[SOURCE]:
>> START

Cattle are still a priority here. They over graze to the point that the quail can't survive let alone the deer and elk.


----------



## hassell (Feb 9, 2010)

youngdon said:


> Cattle are still a priority here. They over graze to the point that the quail can't survive let alone the deer and elk.


I hear you there, the cattlemen and outfitters have been running the wildlife branches here for so many years that its a joke, only the animals suffer!!!!!!!


----------



## youngdon (Mar 10, 2010)

My freezer suffers also, I can see it's ribbed shelves.


----------



## El Gato Loco (Jan 15, 2010)

youngdon said:


> Cattle are still a priority here. They over graze to the point that the quail can't survive let alone the deer and elk.


Beef is one of my favs. I hear cattle are easy to stalk too. Maybe these ranchers who also lease to deer hunters can provide a combo hunt?


----------



## youngdon (Mar 10, 2010)

You probably wouldn't be as happy as you thought shootng a cow right off the range. You have to grain them for a bit, it puts weight and marbling on them.

I have called a few in and you are right they would be easy.


----------



## hassell (Feb 9, 2010)

youngdon said:


> My freezer suffers also, I can see it's ribbed shelves.


Ya I hear you there, only have one freezer on the go now, shut the other two down cause their's only the two of us and can only eat so much game.


----------



## On a call (Mar 3, 2010)

Controlled invasive species is the wording. It is the bottom line that gets the attention, not the important details.


----------

>> END

[EXERCISE INSTRUCTIONS]:
A – Return the forum thread word for word from "You probably wouldn't" to "would be easy.".
B – In the forum thread, how many freezers does hassell say are still running?

[LISTED RECORDS]:

>> START

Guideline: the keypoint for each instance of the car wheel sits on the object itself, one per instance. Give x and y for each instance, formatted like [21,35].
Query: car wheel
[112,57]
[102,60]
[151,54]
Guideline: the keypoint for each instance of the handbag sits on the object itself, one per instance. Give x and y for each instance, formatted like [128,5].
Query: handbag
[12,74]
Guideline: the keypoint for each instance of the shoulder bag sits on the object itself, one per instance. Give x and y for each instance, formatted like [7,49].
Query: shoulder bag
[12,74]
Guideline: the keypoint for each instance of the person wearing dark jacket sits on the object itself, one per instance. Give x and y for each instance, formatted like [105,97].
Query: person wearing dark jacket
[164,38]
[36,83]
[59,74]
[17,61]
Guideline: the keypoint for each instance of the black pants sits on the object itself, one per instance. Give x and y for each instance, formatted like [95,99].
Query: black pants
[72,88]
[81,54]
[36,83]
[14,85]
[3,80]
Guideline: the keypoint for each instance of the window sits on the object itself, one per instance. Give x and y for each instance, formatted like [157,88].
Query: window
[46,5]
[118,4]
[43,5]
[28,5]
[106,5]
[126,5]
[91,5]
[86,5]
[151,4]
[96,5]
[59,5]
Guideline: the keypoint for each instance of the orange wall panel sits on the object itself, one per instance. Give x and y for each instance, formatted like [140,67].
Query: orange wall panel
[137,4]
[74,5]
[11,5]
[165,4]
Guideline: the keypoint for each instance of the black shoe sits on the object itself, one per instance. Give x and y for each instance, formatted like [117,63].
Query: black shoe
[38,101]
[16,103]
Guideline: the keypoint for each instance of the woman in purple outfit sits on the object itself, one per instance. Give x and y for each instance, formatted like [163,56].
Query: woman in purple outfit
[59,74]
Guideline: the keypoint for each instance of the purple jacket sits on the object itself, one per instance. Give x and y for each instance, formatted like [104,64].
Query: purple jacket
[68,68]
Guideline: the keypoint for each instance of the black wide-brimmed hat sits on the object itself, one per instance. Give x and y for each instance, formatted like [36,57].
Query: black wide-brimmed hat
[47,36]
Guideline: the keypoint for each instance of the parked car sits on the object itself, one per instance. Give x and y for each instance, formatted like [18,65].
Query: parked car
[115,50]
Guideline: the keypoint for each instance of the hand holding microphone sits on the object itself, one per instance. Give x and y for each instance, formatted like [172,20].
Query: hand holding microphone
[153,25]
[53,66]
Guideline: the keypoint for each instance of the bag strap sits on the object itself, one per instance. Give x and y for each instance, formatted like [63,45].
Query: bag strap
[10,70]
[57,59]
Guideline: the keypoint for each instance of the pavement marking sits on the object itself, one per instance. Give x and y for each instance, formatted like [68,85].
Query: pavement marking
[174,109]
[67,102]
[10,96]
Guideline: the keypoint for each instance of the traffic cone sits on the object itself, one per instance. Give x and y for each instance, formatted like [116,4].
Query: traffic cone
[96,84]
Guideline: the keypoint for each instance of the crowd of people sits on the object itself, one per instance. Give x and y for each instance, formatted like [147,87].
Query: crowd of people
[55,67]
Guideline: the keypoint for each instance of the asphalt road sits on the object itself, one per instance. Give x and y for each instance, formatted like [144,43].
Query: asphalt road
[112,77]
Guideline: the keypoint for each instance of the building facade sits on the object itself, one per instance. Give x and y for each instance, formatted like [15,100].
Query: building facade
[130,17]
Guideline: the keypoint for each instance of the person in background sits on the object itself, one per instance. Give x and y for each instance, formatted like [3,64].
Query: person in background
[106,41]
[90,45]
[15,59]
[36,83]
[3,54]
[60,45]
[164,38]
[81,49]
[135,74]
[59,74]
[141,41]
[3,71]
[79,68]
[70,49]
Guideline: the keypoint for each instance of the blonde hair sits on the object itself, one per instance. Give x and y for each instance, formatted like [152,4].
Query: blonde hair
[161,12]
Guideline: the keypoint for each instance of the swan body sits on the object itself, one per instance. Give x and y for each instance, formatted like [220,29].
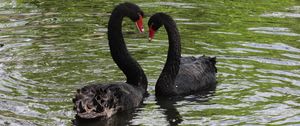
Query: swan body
[181,75]
[104,100]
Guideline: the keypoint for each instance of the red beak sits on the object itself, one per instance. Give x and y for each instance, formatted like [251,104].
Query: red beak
[151,33]
[139,24]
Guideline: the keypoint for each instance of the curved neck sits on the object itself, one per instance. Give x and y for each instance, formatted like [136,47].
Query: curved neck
[167,78]
[133,71]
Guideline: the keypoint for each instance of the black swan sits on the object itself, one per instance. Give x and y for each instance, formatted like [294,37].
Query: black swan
[181,75]
[104,100]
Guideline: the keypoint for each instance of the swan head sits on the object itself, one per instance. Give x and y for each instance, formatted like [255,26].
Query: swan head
[100,102]
[134,13]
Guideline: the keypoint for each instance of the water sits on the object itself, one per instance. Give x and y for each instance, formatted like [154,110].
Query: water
[52,48]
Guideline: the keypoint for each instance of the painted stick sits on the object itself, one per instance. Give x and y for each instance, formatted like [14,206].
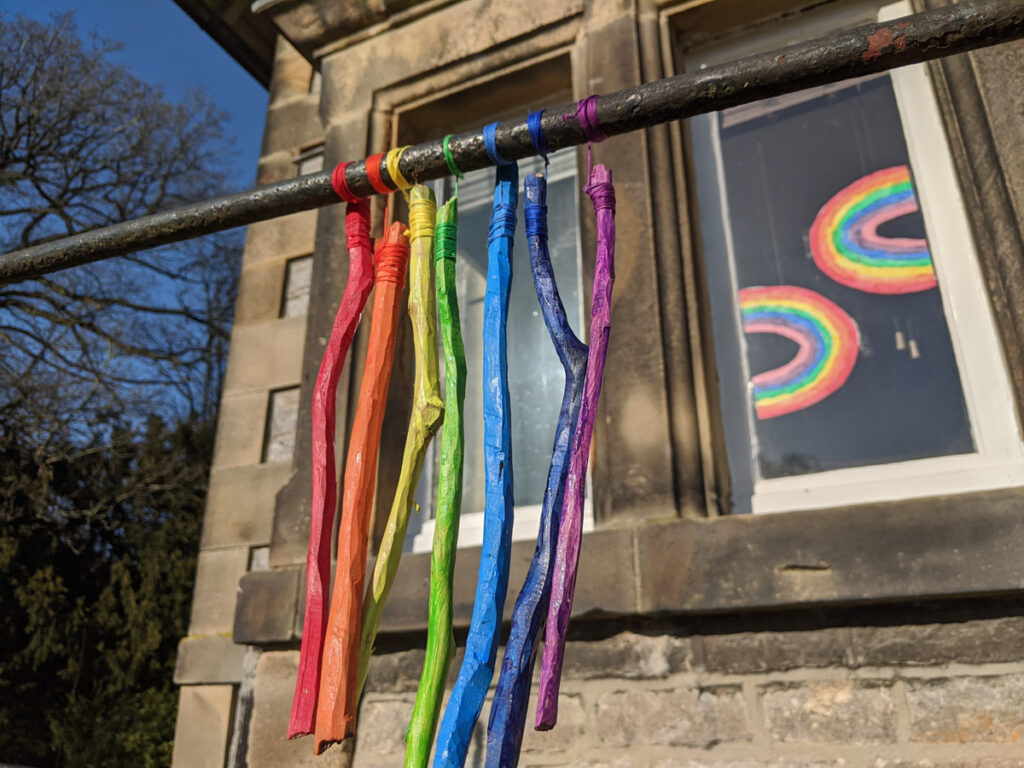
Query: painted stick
[428,412]
[336,705]
[440,641]
[325,493]
[481,644]
[570,531]
[508,711]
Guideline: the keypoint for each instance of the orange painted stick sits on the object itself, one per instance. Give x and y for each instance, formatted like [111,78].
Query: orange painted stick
[339,676]
[325,497]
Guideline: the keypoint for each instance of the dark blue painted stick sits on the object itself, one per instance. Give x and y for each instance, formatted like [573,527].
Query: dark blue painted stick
[481,645]
[508,711]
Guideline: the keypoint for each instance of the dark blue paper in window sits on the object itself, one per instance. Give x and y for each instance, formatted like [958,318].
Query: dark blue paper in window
[810,411]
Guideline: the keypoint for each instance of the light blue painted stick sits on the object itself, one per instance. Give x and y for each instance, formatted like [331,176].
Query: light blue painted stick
[481,645]
[508,711]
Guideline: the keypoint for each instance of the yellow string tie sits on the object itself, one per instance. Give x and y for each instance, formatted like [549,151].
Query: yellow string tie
[391,162]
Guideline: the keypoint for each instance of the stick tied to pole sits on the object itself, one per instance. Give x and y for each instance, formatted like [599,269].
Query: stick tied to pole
[339,676]
[440,641]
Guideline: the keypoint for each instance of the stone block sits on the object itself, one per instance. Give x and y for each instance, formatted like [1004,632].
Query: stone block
[967,710]
[217,576]
[266,606]
[202,727]
[260,289]
[627,655]
[240,505]
[281,239]
[976,641]
[683,717]
[743,652]
[834,711]
[208,659]
[382,726]
[266,355]
[240,429]
[293,125]
[395,673]
[268,742]
[568,735]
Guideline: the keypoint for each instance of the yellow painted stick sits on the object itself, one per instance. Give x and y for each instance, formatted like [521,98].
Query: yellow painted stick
[428,412]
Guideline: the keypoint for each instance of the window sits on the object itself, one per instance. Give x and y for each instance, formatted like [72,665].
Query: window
[282,417]
[310,161]
[855,349]
[298,280]
[536,378]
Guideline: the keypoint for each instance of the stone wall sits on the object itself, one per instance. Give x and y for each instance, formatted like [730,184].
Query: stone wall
[939,691]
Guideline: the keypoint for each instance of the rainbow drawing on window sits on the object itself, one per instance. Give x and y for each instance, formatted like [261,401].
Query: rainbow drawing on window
[827,339]
[846,244]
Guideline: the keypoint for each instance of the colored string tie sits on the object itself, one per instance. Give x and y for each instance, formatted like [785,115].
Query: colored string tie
[450,160]
[446,238]
[586,114]
[340,184]
[603,196]
[374,163]
[491,146]
[537,134]
[502,223]
[536,218]
[392,259]
[421,217]
[391,163]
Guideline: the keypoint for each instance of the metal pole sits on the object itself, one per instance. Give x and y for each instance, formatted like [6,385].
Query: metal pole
[864,50]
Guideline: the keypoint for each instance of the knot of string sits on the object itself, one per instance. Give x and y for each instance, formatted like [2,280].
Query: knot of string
[390,263]
[422,217]
[587,115]
[374,174]
[391,163]
[357,226]
[446,238]
[502,222]
[492,148]
[602,194]
[449,160]
[537,134]
[340,183]
[536,219]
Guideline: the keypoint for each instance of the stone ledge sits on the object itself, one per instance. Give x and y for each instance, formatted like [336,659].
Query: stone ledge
[267,604]
[213,658]
[922,548]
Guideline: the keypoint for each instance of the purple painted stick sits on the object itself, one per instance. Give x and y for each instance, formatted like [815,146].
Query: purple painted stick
[570,532]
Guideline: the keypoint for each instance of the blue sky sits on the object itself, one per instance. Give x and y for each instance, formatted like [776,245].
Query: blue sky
[162,45]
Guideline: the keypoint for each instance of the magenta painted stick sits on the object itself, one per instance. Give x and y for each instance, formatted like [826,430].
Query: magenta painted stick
[570,532]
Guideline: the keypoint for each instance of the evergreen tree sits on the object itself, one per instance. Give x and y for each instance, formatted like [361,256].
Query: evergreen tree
[110,376]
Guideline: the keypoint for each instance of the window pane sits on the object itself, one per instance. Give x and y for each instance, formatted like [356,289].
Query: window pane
[279,444]
[298,279]
[536,378]
[829,330]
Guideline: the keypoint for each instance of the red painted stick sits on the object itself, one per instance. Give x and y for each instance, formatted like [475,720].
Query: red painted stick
[325,498]
[339,684]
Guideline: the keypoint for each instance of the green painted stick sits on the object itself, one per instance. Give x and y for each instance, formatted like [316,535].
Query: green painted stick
[440,642]
[428,412]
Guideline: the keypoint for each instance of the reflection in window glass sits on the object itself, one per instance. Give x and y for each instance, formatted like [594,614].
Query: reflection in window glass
[829,330]
[536,377]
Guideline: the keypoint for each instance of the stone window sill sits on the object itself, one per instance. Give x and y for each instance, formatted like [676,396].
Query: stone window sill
[958,546]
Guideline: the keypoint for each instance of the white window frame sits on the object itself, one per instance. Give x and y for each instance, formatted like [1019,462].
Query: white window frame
[998,460]
[477,190]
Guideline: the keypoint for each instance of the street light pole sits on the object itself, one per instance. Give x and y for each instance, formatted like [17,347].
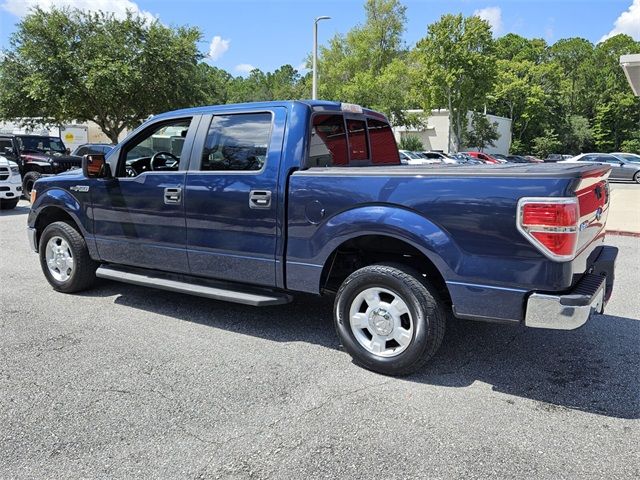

>> END

[ANSWERS]:
A –
You probably wouldn't be as happy as you thought shootng a cow right off the range. You have to grain them for a bit, it puts weight and marbling on them.

I have called a few in and you are right they would be easy.

B – One freezer; the other two were shut down.